▸ WHAT THE EXERCISE ASKS
Count the lines in the records that contain the string "sign", matching case exactly. Reply with the number only.

▸ INPUT FOR THIS TASK
══════════
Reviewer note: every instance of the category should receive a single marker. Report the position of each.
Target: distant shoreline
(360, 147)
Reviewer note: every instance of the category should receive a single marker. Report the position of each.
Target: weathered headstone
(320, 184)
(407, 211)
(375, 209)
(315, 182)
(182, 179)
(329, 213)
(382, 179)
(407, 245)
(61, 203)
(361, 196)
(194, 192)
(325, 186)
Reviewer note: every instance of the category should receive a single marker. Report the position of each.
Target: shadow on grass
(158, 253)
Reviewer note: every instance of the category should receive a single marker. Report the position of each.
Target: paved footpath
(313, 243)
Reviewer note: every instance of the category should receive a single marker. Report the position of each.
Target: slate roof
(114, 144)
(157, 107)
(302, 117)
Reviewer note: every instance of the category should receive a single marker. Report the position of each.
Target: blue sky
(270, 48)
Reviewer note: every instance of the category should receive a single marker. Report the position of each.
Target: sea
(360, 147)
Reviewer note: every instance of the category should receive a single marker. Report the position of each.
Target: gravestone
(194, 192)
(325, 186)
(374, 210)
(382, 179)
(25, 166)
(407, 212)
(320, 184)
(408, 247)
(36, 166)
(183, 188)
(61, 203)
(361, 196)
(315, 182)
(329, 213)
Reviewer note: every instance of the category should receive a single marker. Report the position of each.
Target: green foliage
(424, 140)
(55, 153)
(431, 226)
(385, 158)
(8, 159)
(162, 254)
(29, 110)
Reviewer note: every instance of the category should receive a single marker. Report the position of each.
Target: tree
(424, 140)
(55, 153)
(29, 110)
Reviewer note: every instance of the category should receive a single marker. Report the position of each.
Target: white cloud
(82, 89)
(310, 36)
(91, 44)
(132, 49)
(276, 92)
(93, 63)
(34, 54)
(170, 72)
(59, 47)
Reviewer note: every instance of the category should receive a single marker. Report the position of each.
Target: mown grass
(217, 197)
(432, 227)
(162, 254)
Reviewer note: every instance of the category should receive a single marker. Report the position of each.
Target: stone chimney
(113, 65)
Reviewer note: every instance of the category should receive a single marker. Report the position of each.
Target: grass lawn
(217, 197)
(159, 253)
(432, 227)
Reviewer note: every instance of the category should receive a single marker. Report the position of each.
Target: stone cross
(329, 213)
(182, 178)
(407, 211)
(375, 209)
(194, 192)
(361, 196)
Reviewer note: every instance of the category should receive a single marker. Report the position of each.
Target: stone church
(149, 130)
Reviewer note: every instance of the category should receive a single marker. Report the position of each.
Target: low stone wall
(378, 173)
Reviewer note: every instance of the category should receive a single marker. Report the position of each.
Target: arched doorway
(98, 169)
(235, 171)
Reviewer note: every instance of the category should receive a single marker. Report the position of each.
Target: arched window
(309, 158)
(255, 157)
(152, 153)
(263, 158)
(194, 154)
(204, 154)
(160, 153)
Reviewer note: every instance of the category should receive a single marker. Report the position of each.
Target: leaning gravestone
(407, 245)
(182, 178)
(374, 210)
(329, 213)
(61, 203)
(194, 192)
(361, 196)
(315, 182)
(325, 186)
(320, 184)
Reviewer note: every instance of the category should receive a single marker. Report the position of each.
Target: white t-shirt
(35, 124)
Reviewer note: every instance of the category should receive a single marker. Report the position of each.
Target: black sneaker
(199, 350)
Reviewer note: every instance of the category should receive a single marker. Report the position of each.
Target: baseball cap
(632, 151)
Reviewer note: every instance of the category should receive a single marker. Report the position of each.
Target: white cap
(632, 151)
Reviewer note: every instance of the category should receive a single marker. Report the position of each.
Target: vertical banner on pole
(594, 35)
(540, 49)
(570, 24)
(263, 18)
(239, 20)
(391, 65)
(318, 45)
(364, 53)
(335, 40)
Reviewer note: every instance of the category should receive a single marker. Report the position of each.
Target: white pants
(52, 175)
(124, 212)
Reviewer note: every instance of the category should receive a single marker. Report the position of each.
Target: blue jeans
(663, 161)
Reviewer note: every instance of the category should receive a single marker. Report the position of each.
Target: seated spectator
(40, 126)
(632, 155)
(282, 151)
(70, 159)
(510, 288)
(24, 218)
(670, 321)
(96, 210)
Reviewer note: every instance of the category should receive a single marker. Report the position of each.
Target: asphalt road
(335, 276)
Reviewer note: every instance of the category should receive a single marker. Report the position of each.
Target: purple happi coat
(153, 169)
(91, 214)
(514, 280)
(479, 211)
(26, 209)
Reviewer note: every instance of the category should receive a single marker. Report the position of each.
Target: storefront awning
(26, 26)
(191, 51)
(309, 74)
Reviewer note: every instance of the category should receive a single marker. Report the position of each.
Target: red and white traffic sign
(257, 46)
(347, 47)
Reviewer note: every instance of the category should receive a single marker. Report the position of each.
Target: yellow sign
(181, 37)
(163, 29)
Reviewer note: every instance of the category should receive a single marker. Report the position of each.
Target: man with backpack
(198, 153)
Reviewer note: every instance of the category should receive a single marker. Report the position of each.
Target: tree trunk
══════════
▸ RESPONSE
2